Start of Block
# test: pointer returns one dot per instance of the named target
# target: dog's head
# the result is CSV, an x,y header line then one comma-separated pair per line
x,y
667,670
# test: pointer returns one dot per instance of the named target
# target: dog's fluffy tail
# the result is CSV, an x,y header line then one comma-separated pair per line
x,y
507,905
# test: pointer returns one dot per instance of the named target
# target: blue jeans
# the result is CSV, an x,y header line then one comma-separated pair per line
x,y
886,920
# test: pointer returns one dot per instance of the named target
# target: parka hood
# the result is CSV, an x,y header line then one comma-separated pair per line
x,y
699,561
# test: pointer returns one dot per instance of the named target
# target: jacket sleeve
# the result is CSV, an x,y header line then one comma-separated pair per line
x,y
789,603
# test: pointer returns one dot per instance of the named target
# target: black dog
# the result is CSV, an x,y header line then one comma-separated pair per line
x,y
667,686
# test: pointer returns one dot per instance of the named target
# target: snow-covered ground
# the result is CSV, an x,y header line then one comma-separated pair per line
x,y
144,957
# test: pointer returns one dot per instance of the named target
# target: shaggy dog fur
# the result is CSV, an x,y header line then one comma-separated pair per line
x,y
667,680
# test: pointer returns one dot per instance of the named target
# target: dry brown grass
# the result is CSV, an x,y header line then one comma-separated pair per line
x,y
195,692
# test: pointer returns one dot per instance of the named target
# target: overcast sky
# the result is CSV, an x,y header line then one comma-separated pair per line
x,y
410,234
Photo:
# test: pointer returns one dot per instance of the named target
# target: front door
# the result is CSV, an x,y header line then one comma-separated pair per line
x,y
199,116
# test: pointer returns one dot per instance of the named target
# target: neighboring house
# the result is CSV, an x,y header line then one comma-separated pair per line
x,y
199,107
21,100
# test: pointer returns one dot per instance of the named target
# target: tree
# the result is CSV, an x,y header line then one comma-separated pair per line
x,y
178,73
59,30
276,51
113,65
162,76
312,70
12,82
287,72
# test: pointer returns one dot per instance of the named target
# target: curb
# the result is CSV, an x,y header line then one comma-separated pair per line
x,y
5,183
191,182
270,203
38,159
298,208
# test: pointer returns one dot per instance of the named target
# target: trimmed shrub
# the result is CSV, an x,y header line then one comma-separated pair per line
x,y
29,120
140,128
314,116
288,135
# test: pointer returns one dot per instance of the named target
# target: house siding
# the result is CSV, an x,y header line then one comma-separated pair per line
End of Block
Task details: The lines to retype run from the start of the entries through the line containing "# target: overcast sky"; reproduce them exactly and add nothing.

Reply:
# test: pointer returns one dot per instance of the named target
# target: dog's head
# the result is CSV, an x,y header line then one comma-separated pair per line
x,y
667,670
# test: pointer returns one dot per instance of the named target
# target: dog's fluffy tail
# the result is CSV, an x,y header line then one comma-separated pair per line
x,y
507,905
# test: pointer returns one dot per instance of the named target
# target: blue jeans
# the result is CSV, an x,y header line then one comma-separated pair per line
x,y
886,920
# test: pointer returns one dot per instance of the named target
# target: parka hood
# the result is CSV, an x,y header line then one comma-separated pair per line
x,y
699,561
# test: pointer returns one dot per instance of the named target
# target: jacket sleeve
# the result is CSV, an x,y header line then one comma-separated pair per line
x,y
789,603
# test: pointer returns one dot per instance of the named target
# target: black dog
# the result is CSV, an x,y header line then one comma-separated pair per line
x,y
667,686
# test: pointer returns one dot per instance of the named target
# target: snow-covered ground
# the result is CSV, an x,y header line then one comma-separated pair per line
x,y
144,957
# test: pointer returns one dot per instance of the named target
# target: shaggy dog fur
# the result is CSV, an x,y header line then one comma-separated pair per line
x,y
667,680
# test: pointer returns one dot per instance of the named target
# target: dry brown grass
# the result is CSV, an x,y header line then one comma-separated pair per line
x,y
195,692
# test: pointer returns one dot per instance of the named target
# target: overcast sky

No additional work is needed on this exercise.